A block of data:
━━━━━━━━━━━━━━━━

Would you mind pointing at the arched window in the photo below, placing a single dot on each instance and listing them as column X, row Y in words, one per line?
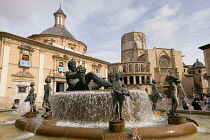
column 125, row 80
column 142, row 68
column 60, row 64
column 130, row 68
column 124, row 68
column 25, row 57
column 137, row 80
column 142, row 80
column 131, row 80
column 147, row 68
column 136, row 67
column 148, row 80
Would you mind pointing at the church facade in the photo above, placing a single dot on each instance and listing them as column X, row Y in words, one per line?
column 140, row 65
column 32, row 59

━━━━━━━━━━━━━━━━

▸ **Work to be completed**
Copy every record above exactly as written, but leave out the pictures.

▸ **Task response**
Would you mind pointing at the arched window in the photo below, placing a single dot on each instance and listing them as column X, row Y in words, one per line?
column 125, row 80
column 142, row 68
column 60, row 64
column 130, row 68
column 124, row 68
column 25, row 57
column 137, row 80
column 142, row 80
column 131, row 80
column 147, row 68
column 136, row 67
column 148, row 80
Would you mind pointing at the church facade in the photo above, placing a single dot on each instance and listing them as column X, row Y in words, one per line?
column 140, row 65
column 32, row 59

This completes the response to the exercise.